• EXERCISE REQUIREMENTS:
Reproduce all entries word for word.

• EXCERPTED DATA:
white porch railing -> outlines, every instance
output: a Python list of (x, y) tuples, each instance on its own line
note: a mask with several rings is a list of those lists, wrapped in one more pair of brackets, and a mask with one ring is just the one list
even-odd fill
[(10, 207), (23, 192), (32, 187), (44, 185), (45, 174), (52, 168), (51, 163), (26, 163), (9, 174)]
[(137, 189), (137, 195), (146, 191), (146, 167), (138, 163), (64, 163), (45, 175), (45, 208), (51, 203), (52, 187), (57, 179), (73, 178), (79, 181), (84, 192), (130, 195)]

• REPLY:
white porch railing -> outlines, every instance
output: a Python list of (x, y) tuples, each instance on its own line
note: a mask with several rings is a list of those lists, wrapped in one more pair of brackets, and a mask with one ring is just the one list
even-odd fill
[(10, 207), (23, 192), (32, 187), (44, 185), (45, 174), (52, 168), (51, 163), (26, 163), (9, 174)]
[(137, 189), (137, 195), (146, 191), (146, 167), (138, 163), (64, 163), (45, 175), (45, 208), (51, 203), (52, 187), (57, 179), (73, 178), (79, 181), (84, 192), (130, 195)]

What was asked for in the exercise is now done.